— Page —
· · · ·

Director's Statement
I could not direct..
I could only. listen.
Listening opens what the mind obscures: the tremor of a gesture, the weight of silence, the echo of sensation.
Hidden Echoes does not tell a story. It discovers—the unknown within the body, the body as unknown. Rooted in Theresa Hak Kyung Cha’s Dictee, we honour her quest through presence. The performers carry no message; they are the message.
The work resists narrative. It unfolds as memory in motion, as energy offered to the witness. It invites you to embody, to create your own substance, to awaken a seed of Theresa Cha—alive, insurgent—between us and the path of the independent, resisting, female voice.
English Program
The space is prepared with sound. A woman appears. This is the place where she died. Returning, can she escape death, even knowing it? But, as if by fate, she falls again. In this scene, the image of her mother, who survived Japanese colonialism flashes before her, and the breath of her ancestors overlaps. Will there be those who remember her death? If so, what meaning will it hold? The first step, where even breathing is difficult and with her broken wings she attempts to fly. To fly for those who cannot reach the sea. Collecting strength she stretches to open her wings releasing the words to fly again.

· · · ·

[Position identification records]
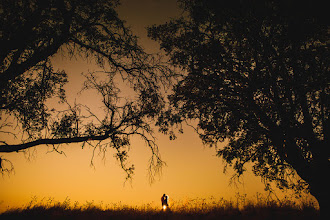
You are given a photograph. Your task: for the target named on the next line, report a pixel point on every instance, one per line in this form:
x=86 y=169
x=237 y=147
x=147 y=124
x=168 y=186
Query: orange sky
x=192 y=169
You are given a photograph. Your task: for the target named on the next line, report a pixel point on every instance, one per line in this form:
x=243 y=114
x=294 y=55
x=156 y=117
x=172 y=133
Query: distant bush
x=188 y=209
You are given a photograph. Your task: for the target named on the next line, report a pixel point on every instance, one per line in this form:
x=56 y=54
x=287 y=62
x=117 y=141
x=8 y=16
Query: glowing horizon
x=192 y=169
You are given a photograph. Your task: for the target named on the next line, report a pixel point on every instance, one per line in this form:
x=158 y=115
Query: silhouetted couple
x=164 y=200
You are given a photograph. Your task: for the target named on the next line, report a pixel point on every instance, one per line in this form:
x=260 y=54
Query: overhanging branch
x=18 y=147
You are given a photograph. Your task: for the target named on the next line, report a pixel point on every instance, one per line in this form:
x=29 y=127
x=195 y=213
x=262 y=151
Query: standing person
x=164 y=200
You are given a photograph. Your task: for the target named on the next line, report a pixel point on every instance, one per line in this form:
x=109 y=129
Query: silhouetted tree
x=31 y=31
x=257 y=77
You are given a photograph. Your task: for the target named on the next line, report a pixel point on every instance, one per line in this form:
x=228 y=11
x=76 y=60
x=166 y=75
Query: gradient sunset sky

· · · ·

— Task set —
[a] In the Hidden Echoes program, why does the woman attempt to fly with her broken wings? Answer in one to three sentences.
[b] Extend the Hidden Echoes program text, starting after its final sentence.

— Outputs in order —
[a] She attempts to fly for those who cannot reach the sea. She does this even though breathing is difficult in that first step.

[b]
Introduction: What Remains Unspoken - Raymon Montalbetti
Hidden Echoes is a work built on a timeless muse and a prophetic breath yet to be unleashed. Rather than interpreting the text of "Dictée" linearly, we sought to embody the traces of a shattered soul through gesture, sound, music, and silence, as an instinctive response.
"Dictée" is not a closed book with a fixed meaning. We view it as an open field, leaving traces across time and space, like echoes that resonate. The actor's actions on stage are traces that cross the boundaries between subjectivity and objectivity, sense and thought.
Our challenge is threefold: An active work of discovering the unknown within the body, or the body itself. Entrusting the moment of creation to the liberated body. Discovering hidden seeds of hope within echoes of relationships between artists and audiences.
Hidden Echoes respects the concept of traditional theater while simultaneously questioning it. Instead of offering a friendly explanation, the audience is invited into a story of uncertainty and incompleteness.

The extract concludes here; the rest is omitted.